# Records provided:
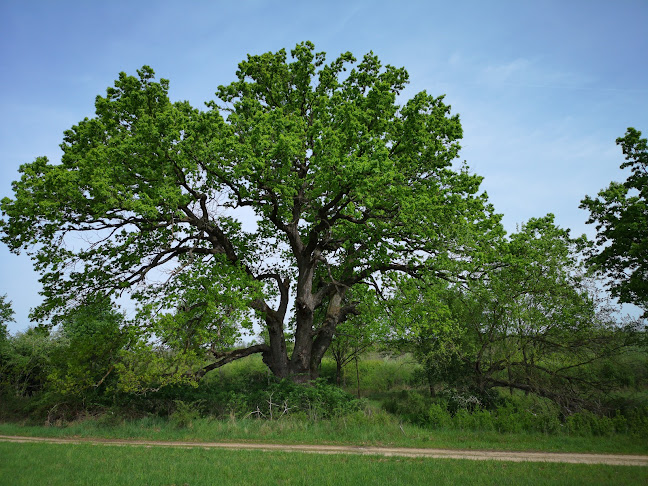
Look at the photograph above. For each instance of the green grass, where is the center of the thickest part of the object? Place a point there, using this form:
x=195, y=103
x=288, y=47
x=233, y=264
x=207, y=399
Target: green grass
x=65, y=464
x=356, y=429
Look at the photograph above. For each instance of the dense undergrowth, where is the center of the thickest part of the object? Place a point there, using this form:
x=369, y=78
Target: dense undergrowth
x=378, y=392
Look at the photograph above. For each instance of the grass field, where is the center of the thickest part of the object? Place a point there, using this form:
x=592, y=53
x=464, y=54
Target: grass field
x=338, y=431
x=64, y=464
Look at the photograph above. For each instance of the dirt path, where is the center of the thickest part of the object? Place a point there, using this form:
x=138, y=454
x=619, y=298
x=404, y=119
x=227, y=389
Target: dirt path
x=610, y=459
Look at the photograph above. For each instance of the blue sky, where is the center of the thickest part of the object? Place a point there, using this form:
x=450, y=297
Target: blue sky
x=543, y=88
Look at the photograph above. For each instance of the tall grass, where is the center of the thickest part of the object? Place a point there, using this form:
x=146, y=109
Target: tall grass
x=57, y=464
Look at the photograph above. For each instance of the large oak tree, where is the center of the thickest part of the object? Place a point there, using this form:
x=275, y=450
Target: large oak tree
x=302, y=181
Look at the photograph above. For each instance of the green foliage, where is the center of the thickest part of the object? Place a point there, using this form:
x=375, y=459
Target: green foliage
x=91, y=339
x=620, y=213
x=514, y=415
x=346, y=186
x=6, y=315
x=525, y=319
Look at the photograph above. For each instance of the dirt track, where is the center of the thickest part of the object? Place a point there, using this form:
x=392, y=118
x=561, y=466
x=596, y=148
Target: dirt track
x=611, y=459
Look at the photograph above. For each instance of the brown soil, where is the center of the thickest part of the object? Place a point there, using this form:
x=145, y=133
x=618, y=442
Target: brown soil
x=576, y=458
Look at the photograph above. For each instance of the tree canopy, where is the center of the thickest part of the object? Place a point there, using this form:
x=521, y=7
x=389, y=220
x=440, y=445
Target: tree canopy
x=620, y=213
x=302, y=180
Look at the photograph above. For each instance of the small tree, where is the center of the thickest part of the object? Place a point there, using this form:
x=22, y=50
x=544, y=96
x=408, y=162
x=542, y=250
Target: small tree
x=6, y=315
x=529, y=323
x=620, y=213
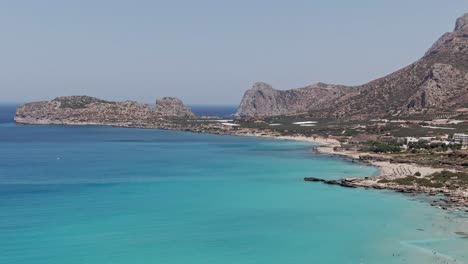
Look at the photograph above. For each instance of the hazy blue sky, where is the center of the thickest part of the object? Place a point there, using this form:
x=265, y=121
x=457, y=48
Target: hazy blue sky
x=207, y=51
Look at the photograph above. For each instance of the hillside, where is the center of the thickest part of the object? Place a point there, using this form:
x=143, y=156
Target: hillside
x=437, y=83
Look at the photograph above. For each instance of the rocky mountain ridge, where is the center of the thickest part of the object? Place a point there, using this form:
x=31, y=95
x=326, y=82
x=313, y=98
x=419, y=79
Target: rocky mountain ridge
x=438, y=82
x=90, y=110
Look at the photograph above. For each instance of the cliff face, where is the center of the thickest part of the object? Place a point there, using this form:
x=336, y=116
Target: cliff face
x=438, y=82
x=90, y=110
x=263, y=100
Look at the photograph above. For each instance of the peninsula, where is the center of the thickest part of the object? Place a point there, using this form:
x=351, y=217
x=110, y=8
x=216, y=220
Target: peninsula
x=413, y=124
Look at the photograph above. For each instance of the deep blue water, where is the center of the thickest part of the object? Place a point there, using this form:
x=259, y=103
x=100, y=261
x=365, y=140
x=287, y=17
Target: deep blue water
x=114, y=195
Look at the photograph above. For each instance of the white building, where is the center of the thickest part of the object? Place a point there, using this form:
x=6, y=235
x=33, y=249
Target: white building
x=461, y=139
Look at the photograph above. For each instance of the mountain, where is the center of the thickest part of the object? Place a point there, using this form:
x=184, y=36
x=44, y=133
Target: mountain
x=263, y=100
x=91, y=110
x=437, y=83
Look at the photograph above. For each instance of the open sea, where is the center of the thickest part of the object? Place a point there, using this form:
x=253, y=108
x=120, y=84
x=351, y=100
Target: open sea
x=100, y=195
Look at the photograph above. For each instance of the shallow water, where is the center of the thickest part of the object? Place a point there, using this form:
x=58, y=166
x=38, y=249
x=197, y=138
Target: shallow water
x=115, y=195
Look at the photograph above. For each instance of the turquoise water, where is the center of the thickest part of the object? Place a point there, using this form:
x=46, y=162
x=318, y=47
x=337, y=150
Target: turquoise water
x=115, y=195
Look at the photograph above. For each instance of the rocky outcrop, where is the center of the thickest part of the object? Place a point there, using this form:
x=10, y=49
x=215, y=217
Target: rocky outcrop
x=172, y=107
x=85, y=110
x=436, y=83
x=263, y=100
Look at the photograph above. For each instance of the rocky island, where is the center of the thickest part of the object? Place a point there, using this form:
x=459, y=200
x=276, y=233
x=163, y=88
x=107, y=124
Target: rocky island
x=86, y=110
x=412, y=124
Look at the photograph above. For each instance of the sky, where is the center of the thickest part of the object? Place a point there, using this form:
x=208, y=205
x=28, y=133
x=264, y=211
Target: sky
x=207, y=51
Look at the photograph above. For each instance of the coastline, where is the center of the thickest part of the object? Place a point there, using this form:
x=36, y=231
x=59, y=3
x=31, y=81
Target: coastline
x=454, y=199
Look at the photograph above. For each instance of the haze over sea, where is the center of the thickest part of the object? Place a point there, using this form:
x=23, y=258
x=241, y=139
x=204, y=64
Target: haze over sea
x=99, y=194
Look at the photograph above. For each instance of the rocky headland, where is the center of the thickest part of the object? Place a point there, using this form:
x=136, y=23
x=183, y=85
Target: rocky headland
x=86, y=110
x=436, y=83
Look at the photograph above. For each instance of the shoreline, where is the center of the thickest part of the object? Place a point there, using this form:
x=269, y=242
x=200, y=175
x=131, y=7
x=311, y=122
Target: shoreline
x=455, y=199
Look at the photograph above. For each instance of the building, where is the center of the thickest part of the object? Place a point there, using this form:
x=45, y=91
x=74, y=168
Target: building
x=461, y=139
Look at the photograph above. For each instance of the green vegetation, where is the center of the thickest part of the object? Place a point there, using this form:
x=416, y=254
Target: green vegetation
x=450, y=179
x=388, y=146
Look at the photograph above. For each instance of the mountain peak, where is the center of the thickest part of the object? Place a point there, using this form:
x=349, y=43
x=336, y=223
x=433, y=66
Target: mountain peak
x=262, y=86
x=462, y=23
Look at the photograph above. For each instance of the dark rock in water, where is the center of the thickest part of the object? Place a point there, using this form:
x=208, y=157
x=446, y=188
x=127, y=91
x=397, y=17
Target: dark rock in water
x=463, y=234
x=312, y=179
x=83, y=110
x=172, y=107
x=343, y=183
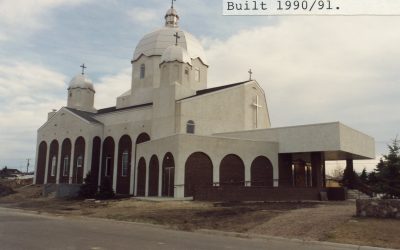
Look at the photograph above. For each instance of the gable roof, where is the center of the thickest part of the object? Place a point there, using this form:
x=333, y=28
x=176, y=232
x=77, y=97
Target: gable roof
x=84, y=115
x=114, y=109
x=211, y=90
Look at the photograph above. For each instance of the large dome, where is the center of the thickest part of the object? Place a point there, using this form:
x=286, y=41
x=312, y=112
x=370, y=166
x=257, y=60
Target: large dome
x=81, y=82
x=155, y=43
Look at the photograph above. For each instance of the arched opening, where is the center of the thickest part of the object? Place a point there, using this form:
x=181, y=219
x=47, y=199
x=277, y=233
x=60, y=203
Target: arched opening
x=65, y=161
x=168, y=175
x=198, y=173
x=262, y=172
x=231, y=171
x=79, y=157
x=124, y=164
x=190, y=127
x=143, y=137
x=41, y=163
x=142, y=71
x=52, y=167
x=96, y=158
x=153, y=176
x=141, y=188
x=107, y=167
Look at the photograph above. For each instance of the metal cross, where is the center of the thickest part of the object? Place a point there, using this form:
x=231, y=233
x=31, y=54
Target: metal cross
x=177, y=37
x=83, y=68
x=257, y=106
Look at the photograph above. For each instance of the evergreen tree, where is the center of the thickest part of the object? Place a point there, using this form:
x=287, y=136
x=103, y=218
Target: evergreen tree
x=364, y=176
x=89, y=189
x=388, y=172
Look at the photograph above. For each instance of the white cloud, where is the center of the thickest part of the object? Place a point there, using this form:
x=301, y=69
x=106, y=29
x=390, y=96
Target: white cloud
x=316, y=69
x=22, y=17
x=320, y=69
x=28, y=94
x=108, y=88
x=143, y=16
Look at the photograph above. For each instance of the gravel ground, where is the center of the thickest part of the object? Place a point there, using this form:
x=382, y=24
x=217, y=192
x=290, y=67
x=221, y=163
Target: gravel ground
x=308, y=223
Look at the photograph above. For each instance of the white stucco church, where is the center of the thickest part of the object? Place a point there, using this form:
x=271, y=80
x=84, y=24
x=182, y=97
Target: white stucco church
x=170, y=135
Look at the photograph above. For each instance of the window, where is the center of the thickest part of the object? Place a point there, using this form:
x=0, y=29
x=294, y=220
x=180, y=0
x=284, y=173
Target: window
x=79, y=161
x=142, y=71
x=197, y=75
x=66, y=166
x=108, y=166
x=190, y=127
x=125, y=162
x=53, y=165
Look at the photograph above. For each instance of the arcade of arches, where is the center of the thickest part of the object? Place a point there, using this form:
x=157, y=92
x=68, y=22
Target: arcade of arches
x=153, y=179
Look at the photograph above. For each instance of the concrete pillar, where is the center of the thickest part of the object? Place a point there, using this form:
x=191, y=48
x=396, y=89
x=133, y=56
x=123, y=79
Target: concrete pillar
x=316, y=165
x=116, y=153
x=100, y=162
x=247, y=173
x=87, y=165
x=47, y=164
x=146, y=192
x=160, y=170
x=133, y=175
x=58, y=164
x=36, y=161
x=72, y=162
x=285, y=170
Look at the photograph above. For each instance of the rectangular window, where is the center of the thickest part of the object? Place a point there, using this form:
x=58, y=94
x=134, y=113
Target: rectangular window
x=66, y=166
x=197, y=75
x=108, y=166
x=79, y=162
x=53, y=166
x=125, y=162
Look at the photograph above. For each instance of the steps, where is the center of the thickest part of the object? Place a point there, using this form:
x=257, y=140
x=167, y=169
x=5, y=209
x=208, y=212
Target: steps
x=354, y=194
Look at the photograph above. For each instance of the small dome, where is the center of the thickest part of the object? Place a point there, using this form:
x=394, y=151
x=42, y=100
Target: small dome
x=176, y=53
x=81, y=82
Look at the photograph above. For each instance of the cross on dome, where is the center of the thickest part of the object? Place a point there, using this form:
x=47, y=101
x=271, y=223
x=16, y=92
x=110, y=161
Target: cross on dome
x=250, y=73
x=83, y=68
x=177, y=37
x=172, y=17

# Activity:
Whatever lies between the line containing "Target: small dome" and the final line above, both included, must be returned exactly.

# Solution for this problem:
Target: small dome
x=176, y=53
x=81, y=82
Look at the photograph above. For each instance of the cross on dome, where is the center of the thickest part of the object? Place a point there, using this form:
x=47, y=101
x=271, y=223
x=16, y=92
x=110, y=161
Target: cross on dome
x=250, y=73
x=83, y=68
x=177, y=37
x=172, y=17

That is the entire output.